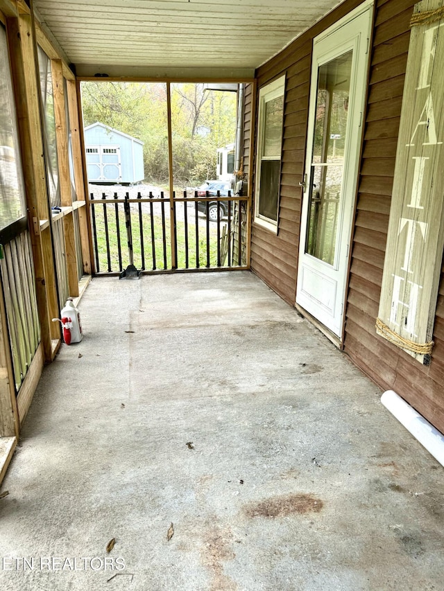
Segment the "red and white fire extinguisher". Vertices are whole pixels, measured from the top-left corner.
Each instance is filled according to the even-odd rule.
[[[63,340],[67,345],[80,343],[83,338],[80,315],[74,306],[71,297],[69,297],[65,308],[60,311],[60,318],[53,318],[53,322],[60,322],[63,330]]]

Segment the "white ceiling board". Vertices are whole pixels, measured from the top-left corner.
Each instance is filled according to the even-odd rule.
[[[214,71],[214,76],[238,78],[244,72],[250,78],[255,68],[341,2],[103,0],[92,4],[84,0],[34,0],[33,3],[44,27],[80,76],[124,76],[130,67],[141,73],[183,70],[188,76],[203,76],[204,71]]]

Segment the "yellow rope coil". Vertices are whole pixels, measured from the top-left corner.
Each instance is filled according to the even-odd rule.
[[[435,10],[425,10],[424,12],[418,12],[413,15],[410,21],[410,26],[418,25],[430,24],[441,20],[444,17],[444,6],[436,8]]]
[[[393,332],[380,318],[376,319],[375,326],[388,341],[398,347],[402,347],[418,355],[430,355],[432,353],[434,344],[434,341],[430,341],[429,343],[415,343],[409,339],[404,339],[404,337]]]

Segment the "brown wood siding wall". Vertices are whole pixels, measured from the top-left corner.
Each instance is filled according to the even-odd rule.
[[[304,173],[313,38],[359,3],[355,0],[343,3],[256,73],[258,89],[284,74],[286,84],[278,232],[276,236],[253,224],[251,268],[291,305],[296,297],[299,182]],[[253,166],[250,172],[254,176]]]
[[[377,6],[344,347],[382,388],[395,390],[444,432],[444,274],[429,366],[421,365],[375,330],[414,3],[386,0]],[[441,256],[438,253],[439,261]]]
[[[393,389],[444,432],[444,266],[429,366],[377,336],[382,268],[413,0],[377,0],[357,200],[344,349],[383,389]],[[253,225],[252,269],[294,303],[313,37],[359,2],[345,2],[257,72],[258,88],[287,74],[279,233]],[[254,171],[253,168],[251,173]],[[438,254],[441,260],[442,253]]]

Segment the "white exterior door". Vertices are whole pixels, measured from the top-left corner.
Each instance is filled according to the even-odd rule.
[[[122,164],[119,145],[101,145],[102,178],[108,181],[120,181]]]
[[[342,333],[372,5],[314,40],[296,303]]]

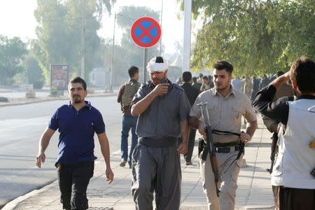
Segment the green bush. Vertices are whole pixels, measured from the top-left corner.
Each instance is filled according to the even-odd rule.
[[[34,89],[41,89],[43,86],[43,81],[41,80],[34,80],[33,83],[33,88]]]

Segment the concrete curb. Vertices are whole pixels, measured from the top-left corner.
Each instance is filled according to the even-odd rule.
[[[58,181],[56,180],[55,181],[53,181],[52,183],[46,186],[43,188],[41,188],[39,190],[34,190],[33,191],[29,192],[29,193],[27,193],[24,195],[18,197],[17,198],[15,198],[15,200],[9,202],[8,203],[7,203],[4,208],[2,208],[2,210],[11,210],[11,209],[14,209],[19,203],[20,203],[21,202],[24,201],[24,200],[27,200],[27,198],[32,197],[32,196],[35,196],[37,194],[42,192],[45,190],[49,190],[52,188],[53,188],[55,185],[57,185],[57,182]]]

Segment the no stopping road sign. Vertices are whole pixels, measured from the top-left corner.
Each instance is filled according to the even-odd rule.
[[[141,48],[154,46],[161,38],[161,27],[153,18],[140,18],[132,24],[131,36],[134,43]]]

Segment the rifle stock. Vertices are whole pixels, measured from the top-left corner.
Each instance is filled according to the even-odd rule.
[[[275,153],[276,153],[276,142],[278,141],[278,134],[276,133],[274,133],[272,139],[272,143],[271,153],[270,153],[270,160],[272,162],[271,162],[270,169],[267,169],[267,172],[268,172],[270,174],[272,173],[272,169],[274,168],[274,155],[275,155]]]
[[[214,182],[216,183],[216,195],[219,197],[220,190],[218,187],[218,182],[219,179],[218,162],[216,160],[216,152],[214,151],[214,141],[212,139],[212,130],[211,126],[207,125],[204,128],[206,134],[206,145],[208,147],[210,162],[211,164],[212,172],[214,174]]]

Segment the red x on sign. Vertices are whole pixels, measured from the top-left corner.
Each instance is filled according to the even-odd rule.
[[[153,18],[144,17],[132,24],[131,36],[134,43],[141,48],[154,46],[161,38],[161,27]]]

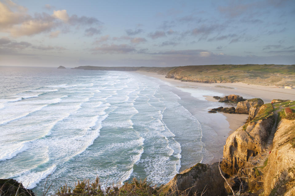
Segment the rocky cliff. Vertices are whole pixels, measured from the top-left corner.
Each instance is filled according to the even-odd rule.
[[[265,195],[295,195],[295,120],[279,124],[264,172]]]
[[[255,98],[238,103],[236,113],[239,114],[249,113],[250,108],[253,106],[259,106],[264,104],[261,99]]]
[[[264,152],[273,115],[240,127],[226,139],[223,149],[222,168],[229,175],[236,173],[246,165],[249,158]]]
[[[30,189],[26,189],[21,183],[13,179],[0,179],[0,195],[35,196]]]
[[[209,165],[198,163],[176,175],[164,188],[166,191],[184,191],[189,195],[227,195],[224,180],[219,173],[219,163]],[[218,192],[216,190],[218,190]],[[205,191],[206,190],[206,191]]]
[[[235,102],[246,101],[246,100],[237,95],[230,95],[220,98],[219,102]]]

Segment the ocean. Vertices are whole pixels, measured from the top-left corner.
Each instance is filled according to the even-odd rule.
[[[181,90],[132,72],[0,67],[0,178],[51,193],[96,176],[160,185],[209,163],[214,130],[200,120],[216,104]]]

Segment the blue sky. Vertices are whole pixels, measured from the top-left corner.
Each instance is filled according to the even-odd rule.
[[[295,1],[0,1],[0,65],[295,64]]]

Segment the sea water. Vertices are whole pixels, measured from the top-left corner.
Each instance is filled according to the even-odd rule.
[[[96,176],[167,182],[210,158],[175,89],[132,72],[1,67],[0,178],[52,193]]]

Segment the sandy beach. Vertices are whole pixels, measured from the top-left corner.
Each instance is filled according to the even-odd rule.
[[[284,89],[275,86],[248,84],[241,83],[206,84],[183,82],[166,78],[163,75],[148,72],[136,72],[160,79],[167,85],[175,87],[183,92],[190,93],[193,96],[200,100],[206,100],[212,102],[217,107],[224,107],[225,105],[226,107],[232,107],[236,105],[220,103],[218,102],[218,100],[213,98],[213,96],[223,96],[235,94],[247,99],[261,98],[265,103],[270,103],[274,99],[295,100],[295,90]],[[199,93],[198,94],[194,94],[194,90],[196,89],[198,90],[198,92],[202,92],[201,97],[199,95]],[[203,117],[199,120],[207,124],[210,124],[210,127],[215,131],[214,133],[206,133],[205,131],[203,133],[204,136],[202,141],[206,144],[207,150],[214,156],[213,159],[208,162],[205,161],[202,162],[203,163],[210,163],[218,161],[219,158],[222,156],[223,146],[227,137],[243,124],[248,117],[247,114],[230,114],[223,112],[209,114],[207,112],[209,109],[204,108],[201,111],[197,111],[191,108],[190,110],[193,115],[197,114],[199,116],[201,114]],[[207,134],[208,135],[206,135]],[[179,171],[185,169],[182,168]]]

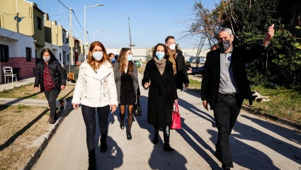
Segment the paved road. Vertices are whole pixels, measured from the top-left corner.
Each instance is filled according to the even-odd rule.
[[[97,149],[98,169],[220,169],[213,154],[217,135],[212,127],[213,114],[203,108],[200,94],[178,91],[183,128],[171,130],[171,146],[176,152],[169,153],[163,151],[162,132],[157,145],[151,142],[153,130],[147,122],[148,91],[142,89],[141,92],[143,115],[134,120],[132,140],[127,140],[125,130],[119,128],[119,110],[109,116],[108,150],[101,153]],[[242,111],[230,143],[234,169],[301,169],[301,135],[290,127]],[[86,169],[87,157],[81,113],[74,110],[33,169]]]

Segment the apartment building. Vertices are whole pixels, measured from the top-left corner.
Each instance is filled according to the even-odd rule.
[[[18,79],[33,76],[36,59],[45,47],[52,50],[62,64],[76,64],[81,56],[81,40],[73,38],[34,2],[6,0],[0,5],[0,69],[11,66]],[[4,81],[0,71],[0,83]]]

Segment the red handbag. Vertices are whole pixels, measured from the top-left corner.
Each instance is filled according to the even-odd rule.
[[[172,124],[171,126],[171,129],[181,129],[182,125],[181,122],[181,115],[178,113],[178,102],[174,103],[175,110],[172,110]]]

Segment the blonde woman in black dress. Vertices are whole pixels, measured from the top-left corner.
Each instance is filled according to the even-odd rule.
[[[137,98],[140,97],[137,65],[132,62],[132,50],[122,48],[117,62],[114,64],[114,75],[120,106],[120,128],[125,128],[125,108],[127,106],[127,139],[132,140],[132,113]]]

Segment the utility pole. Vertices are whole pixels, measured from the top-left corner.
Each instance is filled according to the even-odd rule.
[[[69,72],[70,73],[70,65],[73,63],[73,55],[74,54],[74,45],[73,45],[73,38],[72,38],[72,9],[69,8],[69,19],[70,19],[70,29],[69,29],[69,47],[70,51],[70,56],[69,60]]]
[[[127,17],[129,21],[129,31],[130,31],[130,49],[132,50],[132,47],[134,47],[135,45],[132,44],[132,38],[130,36],[130,17]]]

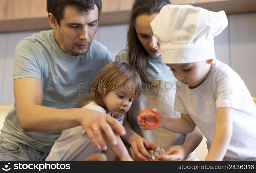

> [Required work] Format as a numbered list the lines from the one containing "Segment the utility" through the end of the records, both included, omitting blank lines and any pictures.

> [Final result]
1. Segment the utility pole. Vertices are whole pixels, measured from the top-left corner.
2. Each instance is filled according to the even-odd rule.
3. [[[69,72],[70,73],[70,65],[73,63],[73,55],[74,54],[74,45],[73,45],[73,38],[72,38],[72,9],[69,8],[69,19],[70,19],[70,29],[69,29],[69,47],[70,51],[70,56],[69,60]]]
4. [[[127,17],[129,21],[129,31],[130,31],[130,49],[132,50],[132,47],[134,47],[135,45],[132,44],[132,38],[130,36],[130,17]]]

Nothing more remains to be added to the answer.